Written instruction 1: Copy out every line of the location labeling rows below the forum thread, requests included, adding 127 to each pixel coordinate in the answers. Omit the pictures.

Using portion of pretrained model

Vatsal_Malaviya · June 4, 2020, 8:34pm

I am trying to use the first few layers of trained resnet18, can anyone please help me with this?
I got an error while using .features, I assume it may have depreciated is there any other way to do so?

And also can anyone please help why the following error is showing up

import torch
from torchvision import transforms, models
from torchsummary import summary

print(summary(models.resnet18(pretrained=True),(3,224,224)))

Nikronic · June 4, 2020, 9:18pm

Hi,

Deprecation is not an error, it is warning that says a function has been changed in newer builds that you need to change your code according to the new pattern.

This error says that input data is on CUDA but model is on CPU. If you want to get the model’s architecture, just use print(model). Then change or extract the layer you want.
The reason is that .features does not exist is that model does not have any layer called features.

It would be great to read the documentations, there is a lot of elaborate examples and explanation about almost everything. Here is the one for transfer learning.

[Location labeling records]
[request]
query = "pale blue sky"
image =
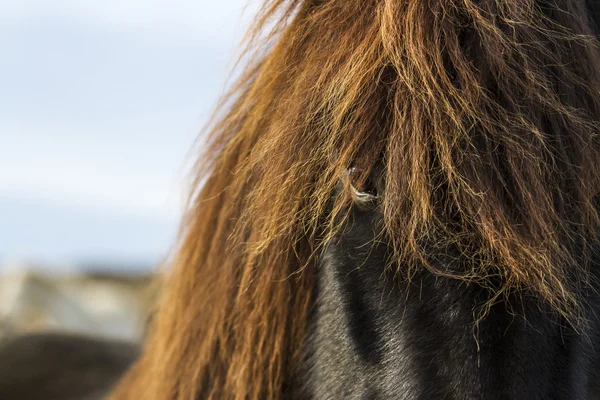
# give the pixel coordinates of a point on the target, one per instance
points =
(100, 102)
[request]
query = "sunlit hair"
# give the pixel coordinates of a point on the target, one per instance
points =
(483, 115)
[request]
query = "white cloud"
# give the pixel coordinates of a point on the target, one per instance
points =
(199, 17)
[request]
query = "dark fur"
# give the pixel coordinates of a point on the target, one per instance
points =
(61, 366)
(377, 336)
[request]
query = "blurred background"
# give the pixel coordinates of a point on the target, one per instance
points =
(100, 104)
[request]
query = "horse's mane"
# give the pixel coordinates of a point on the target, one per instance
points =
(484, 115)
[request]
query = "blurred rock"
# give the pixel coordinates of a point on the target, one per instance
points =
(107, 305)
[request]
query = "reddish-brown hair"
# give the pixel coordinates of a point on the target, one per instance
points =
(484, 115)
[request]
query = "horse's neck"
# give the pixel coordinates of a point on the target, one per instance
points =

Written instruction 2: According to the forum thread, why does .features not exist for the model?

Final result 1:
[request]
query = "pale blue sky"
image =
# give the pixel coordinates of a point on the target, one per instance
points =
(227, 229)
[request]
query = "sunlit hair"
# give the pixel coordinates of a point on the target, one per instance
points =
(610, 242)
[request]
query = "white cloud"
# give the pixel coordinates of a point on the target, one per instance
points =
(326, 144)
[request]
query = "dark fur"
# give the pixel coordinates of a point on the target, one per instance
points =
(188, 493)
(504, 463)
[request]
query = "blurred background"
# give the pixel coordinates of a point on the target, one per instance
points =
(227, 231)
[request]
query = "horse's mane"
# give the pixel coordinates of a point on the target, one per instance
points =
(611, 242)
[request]
query = "blurred rock"
# give the pixel coordinates of a point on the target, one per instance
points =
(234, 432)
[request]
query = "reddish-brown hair"
# give the pixel coordinates of a point on the target, one per instance
points =
(611, 242)
[request]
query = "horse's neck"
# give the pixel coordinates of a point on the target, one per instance
points =

Final result 2: The model does not have any layer called features.